━━━━━ LISTING
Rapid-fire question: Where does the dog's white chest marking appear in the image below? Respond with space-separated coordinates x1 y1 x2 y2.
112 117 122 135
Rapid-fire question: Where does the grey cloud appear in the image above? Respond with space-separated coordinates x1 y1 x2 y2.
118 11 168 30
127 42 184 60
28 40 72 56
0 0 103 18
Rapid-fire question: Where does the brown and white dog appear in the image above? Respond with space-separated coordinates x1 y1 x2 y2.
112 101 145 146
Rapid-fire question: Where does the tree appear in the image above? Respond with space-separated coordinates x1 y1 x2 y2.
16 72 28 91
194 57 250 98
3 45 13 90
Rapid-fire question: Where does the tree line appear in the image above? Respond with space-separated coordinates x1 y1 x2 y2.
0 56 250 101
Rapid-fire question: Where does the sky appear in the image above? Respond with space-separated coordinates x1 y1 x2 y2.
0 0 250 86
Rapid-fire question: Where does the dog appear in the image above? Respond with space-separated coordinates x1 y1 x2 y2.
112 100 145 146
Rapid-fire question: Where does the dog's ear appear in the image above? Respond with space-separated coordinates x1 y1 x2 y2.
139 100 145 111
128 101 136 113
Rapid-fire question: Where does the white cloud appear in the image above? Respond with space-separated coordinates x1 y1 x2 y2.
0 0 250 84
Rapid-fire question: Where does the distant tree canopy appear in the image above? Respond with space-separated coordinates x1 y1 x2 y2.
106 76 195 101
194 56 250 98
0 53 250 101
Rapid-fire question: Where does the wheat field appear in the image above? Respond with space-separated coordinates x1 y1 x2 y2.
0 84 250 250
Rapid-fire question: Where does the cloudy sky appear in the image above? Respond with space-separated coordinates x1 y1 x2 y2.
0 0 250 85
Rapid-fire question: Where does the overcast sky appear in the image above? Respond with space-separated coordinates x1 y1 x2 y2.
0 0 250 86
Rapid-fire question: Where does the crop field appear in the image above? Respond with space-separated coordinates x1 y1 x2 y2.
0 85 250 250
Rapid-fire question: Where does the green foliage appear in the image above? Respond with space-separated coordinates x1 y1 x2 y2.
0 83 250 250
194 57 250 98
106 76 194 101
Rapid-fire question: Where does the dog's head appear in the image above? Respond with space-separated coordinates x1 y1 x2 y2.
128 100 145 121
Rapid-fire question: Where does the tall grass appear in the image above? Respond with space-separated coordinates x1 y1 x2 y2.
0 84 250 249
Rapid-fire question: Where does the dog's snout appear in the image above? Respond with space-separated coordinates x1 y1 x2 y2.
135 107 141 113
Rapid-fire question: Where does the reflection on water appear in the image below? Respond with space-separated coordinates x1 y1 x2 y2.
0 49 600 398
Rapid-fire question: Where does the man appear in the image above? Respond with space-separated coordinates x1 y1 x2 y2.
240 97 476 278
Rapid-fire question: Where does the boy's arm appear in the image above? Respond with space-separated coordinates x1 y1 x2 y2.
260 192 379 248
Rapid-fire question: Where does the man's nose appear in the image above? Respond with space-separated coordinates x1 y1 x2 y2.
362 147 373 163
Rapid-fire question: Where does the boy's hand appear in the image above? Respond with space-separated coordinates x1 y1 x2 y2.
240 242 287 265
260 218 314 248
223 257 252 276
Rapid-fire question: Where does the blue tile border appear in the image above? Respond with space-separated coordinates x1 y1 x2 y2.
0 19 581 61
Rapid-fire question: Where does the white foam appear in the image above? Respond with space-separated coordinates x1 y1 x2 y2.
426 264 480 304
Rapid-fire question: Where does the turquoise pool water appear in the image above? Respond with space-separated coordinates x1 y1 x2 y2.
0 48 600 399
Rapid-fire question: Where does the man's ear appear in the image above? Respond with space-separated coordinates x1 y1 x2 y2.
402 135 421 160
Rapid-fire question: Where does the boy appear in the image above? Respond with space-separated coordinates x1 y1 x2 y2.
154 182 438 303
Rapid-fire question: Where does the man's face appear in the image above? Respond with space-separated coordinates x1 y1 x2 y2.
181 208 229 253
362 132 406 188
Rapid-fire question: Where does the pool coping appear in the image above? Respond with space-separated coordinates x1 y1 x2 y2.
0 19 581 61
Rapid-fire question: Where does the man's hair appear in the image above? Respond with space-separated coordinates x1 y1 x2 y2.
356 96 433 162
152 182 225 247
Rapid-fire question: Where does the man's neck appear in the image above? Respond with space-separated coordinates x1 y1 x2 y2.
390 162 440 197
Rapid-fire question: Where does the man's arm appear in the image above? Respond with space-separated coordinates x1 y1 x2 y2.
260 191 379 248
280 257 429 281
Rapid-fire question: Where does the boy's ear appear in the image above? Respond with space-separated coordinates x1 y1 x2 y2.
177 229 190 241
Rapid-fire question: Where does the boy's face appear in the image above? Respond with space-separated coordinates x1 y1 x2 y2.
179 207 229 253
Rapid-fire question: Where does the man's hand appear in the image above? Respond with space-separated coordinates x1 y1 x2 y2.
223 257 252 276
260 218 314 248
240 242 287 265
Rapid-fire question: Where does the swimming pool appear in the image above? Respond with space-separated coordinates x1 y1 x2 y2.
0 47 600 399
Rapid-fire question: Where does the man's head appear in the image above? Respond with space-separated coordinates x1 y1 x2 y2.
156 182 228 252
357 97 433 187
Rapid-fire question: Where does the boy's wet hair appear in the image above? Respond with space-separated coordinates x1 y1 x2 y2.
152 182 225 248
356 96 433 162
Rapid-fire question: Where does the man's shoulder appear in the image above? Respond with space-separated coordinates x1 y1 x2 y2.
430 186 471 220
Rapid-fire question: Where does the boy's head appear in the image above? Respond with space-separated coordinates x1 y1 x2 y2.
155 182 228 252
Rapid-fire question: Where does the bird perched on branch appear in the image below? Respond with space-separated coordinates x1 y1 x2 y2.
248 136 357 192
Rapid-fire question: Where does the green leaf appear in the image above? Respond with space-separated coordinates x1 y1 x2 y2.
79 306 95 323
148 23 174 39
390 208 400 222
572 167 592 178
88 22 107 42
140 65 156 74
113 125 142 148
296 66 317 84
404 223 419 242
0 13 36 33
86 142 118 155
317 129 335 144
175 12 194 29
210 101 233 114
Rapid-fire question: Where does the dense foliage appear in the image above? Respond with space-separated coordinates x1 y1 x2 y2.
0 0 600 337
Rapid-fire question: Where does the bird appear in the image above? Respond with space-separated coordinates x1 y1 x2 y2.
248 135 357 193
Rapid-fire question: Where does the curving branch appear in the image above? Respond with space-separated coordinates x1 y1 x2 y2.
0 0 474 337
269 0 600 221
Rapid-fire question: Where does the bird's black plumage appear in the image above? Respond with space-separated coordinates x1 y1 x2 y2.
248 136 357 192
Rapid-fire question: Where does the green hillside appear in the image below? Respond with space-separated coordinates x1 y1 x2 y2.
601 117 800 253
━━━━━━━━━━
Retype all of the lines above without any changes.

Rapid-fire question: Where does the dog's white chest marking appear in the image below? Respond with space-separated coordinates x1 y1 x2 y2.
112 117 122 135
Rapid-fire question: Where does the grey cloud appear in the image above? Respond with space-separated coordinates x1 y1 x2 y2.
118 11 168 30
127 42 184 60
28 40 72 56
0 0 103 18
Rapid-fire question: Where does the brown and white dog appear in the image above? Respond with space-separated coordinates x1 y1 x2 y2.
112 101 145 146
Rapid-fire question: Where does the tree appear in the image above? Respond with space-separated coordinates x1 y1 x2 y2.
16 72 28 91
194 57 250 98
3 45 13 90
Rapid-fire question: Where does the tree line appear in the image above? Respond with space-separated coordinates x1 y1 x2 y2.
0 56 250 101
Rapid-fire question: Where does the sky appear in the image above? Respond with space-separated coordinates x1 y1 x2 y2.
0 0 250 86
Rapid-fire question: Where does the dog appear in the image above? Respond with space-separated coordinates x1 y1 x2 y2.
112 100 145 146
Rapid-fire question: Where does the dog's ear appear in the image above? Respond with space-separated coordinates x1 y1 x2 y2.
139 100 145 111
128 101 136 113
Rapid-fire question: Where does the white cloud appear in the image above? Respond with space-separated coordinates x1 y1 x2 y2.
0 0 250 84
Rapid-fire question: Where does the distant tree canopy appear in the image above? Respond with space-separated coordinates x1 y1 x2 y2.
106 76 195 101
194 56 250 98
0 53 250 101
Rapid-fire question: Where does the wheat field appear in the image above? Respond with space-separated coordinates x1 y1 x2 y2.
0 84 250 250
Rapid-fire question: Where does the cloudy sky appear in the image above? Respond with space-separated coordinates x1 y1 x2 y2.
0 0 250 85
Rapid-fire question: Where does the overcast sky appear in the image above? Respond with space-separated coordinates x1 y1 x2 y2.
0 0 250 86
Rapid-fire question: Where does the crop field appear in the image above? Respond with space-separated coordinates x1 y1 x2 y2.
0 85 250 250
Rapid-fire question: Where does the green foliage appear in the image above? Respond with space-separated coordinates x1 y1 x2 y2.
0 83 250 250
194 57 250 98
106 76 194 101
Rapid-fire question: Where does the dog's head appear in the image above? Respond with space-separated coordinates x1 y1 x2 y2.
128 100 145 121
Rapid-fire question: Where does the tall grass appear in the image above? Respond with space-separated coordinates x1 y1 x2 y2.
0 84 250 249
Rapid-fire question: Where does the dog's snout appear in the image above? Respond with space-separated coordinates x1 y1 x2 y2.
135 107 141 113
Rapid-fire question: Where does the reflection on water appear in the image below? Respond with space-separated coordinates x1 y1 x2 y2.
0 49 600 398
Rapid-fire question: Where does the man appear in the image above? Respond with space-separated coordinates x1 y1 x2 y2.
240 97 476 278
Rapid-fire question: Where does the boy's arm appear in the image above? Respond with space-separated coordinates x1 y1 x2 y2.
260 192 379 248
Rapid-fire question: Where does the man's nose appear in the image above? Respond with space-separated coordinates x1 y1 x2 y2.
362 147 373 163
Rapid-fire question: Where does the boy's hand appear in the image above? Respond with space-separated coordinates x1 y1 x2 y2.
240 242 287 265
260 218 314 248
223 257 252 276
Rapid-fire question: Where does the blue tile border appear in the image above? Respond with space-separated coordinates x1 y1 x2 y2.
0 19 581 61
Rapid-fire question: Where does the white foam appear in the image above? Respond with space-separated coordinates x1 y1 x2 y2.
426 264 480 304
Rapid-fire question: Where does the turquoise pool water appear in the image above? Respond with space-separated coordinates x1 y1 x2 y2.
0 48 600 399
Rapid-fire question: Where does the man's ear appear in the image above? Respond with space-separated coordinates x1 y1 x2 y2.
402 135 421 160
Rapid-fire question: Where does the boy appear in the image above? Respond with space-separated coordinates x1 y1 x2 y2.
154 182 438 303
Rapid-fire question: Where does the man's face appear in the image above? Respond with space-separated coordinates x1 y1 x2 y2.
181 208 229 253
362 132 406 188
Rapid-fire question: Where does the pool coping appear in the image above? Respond with space-separated coordinates x1 y1 x2 y2.
0 19 581 61
Rapid-fire question: Where does the man's hair appear in the image above? Respond with space-separated coordinates x1 y1 x2 y2.
356 96 433 162
152 182 225 247
Rapid-fire question: Where does the man's neck appear in the image above? Respond with space-separated coordinates x1 y1 x2 y2.
390 162 440 197
Rapid-fire question: Where does the man's arm appear in the image above? Respond with space-separated coordinates x1 y1 x2 y2.
260 191 379 248
280 257 429 281
Rapid-fire question: Where does the boy's ear appear in the image above? Respond with space-separated coordinates x1 y1 x2 y2.
177 229 190 241
Rapid-fire question: Where does the boy's face appear in the image above? Respond with space-separated coordinates x1 y1 x2 y2.
179 207 229 253
Rapid-fire question: Where does the man's hand appear in the image above? Respond with space-separated coordinates x1 y1 x2 y2.
223 257 252 276
260 218 314 248
240 242 287 265
Rapid-fire question: Where does the swimming pool appear in the image above? Respond with space-separated coordinates x1 y1 x2 y2.
0 47 600 399
Rapid-fire question: Where does the man's head appear in the image above? Respond with space-separated coordinates x1 y1 x2 y2.
156 182 228 252
357 97 433 187
Rapid-fire question: Where does the boy's wet hair appear in the image above? Respond with space-separated coordinates x1 y1 x2 y2.
152 182 225 248
356 96 433 162
Rapid-fire question: Where does the man's shoulder appear in the image above? Respond with space-separated coordinates x1 y1 x2 y2.
430 186 471 220
Rapid-fire question: Where does the boy's head appear in the image above? Respond with space-separated coordinates x1 y1 x2 y2.
155 182 228 252
Rapid-fire question: Where does the bird perched on branch appear in the image below? Respond with space-separated coordinates x1 y1 x2 y2.
248 136 357 192
Rapid-fire question: Where does the green leaf appear in the image above? Respond with space-separated coordinates x1 y1 x2 y2.
79 306 95 323
148 23 174 39
390 208 400 222
572 167 592 178
88 22 107 42
140 65 156 74
113 125 142 148
296 66 317 84
404 223 419 242
0 13 36 33
86 142 118 155
317 129 335 144
175 12 194 29
210 101 233 114
Rapid-fire question: Where does the dense foliage appear in the image above? Respond with space-separated coordinates x1 y1 x2 y2.
0 0 600 337
Rapid-fire question: Where does the bird appear in the image above? Respond with space-separated coordinates x1 y1 x2 y2.
248 135 357 193
Rapid-fire question: Where does the curving branch appear in the image above? Respond with space-separated coordinates x1 y1 x2 y2.
0 0 474 337
269 0 600 221
Rapid-fire question: Where does the bird's black plumage appear in the image above? Respond with space-separated coordinates x1 y1 x2 y2.
248 136 357 192
Rapid-fire question: Where does the green hillside appear in the image below? Respond with space-separated coordinates x1 y1 x2 y2.
601 117 800 253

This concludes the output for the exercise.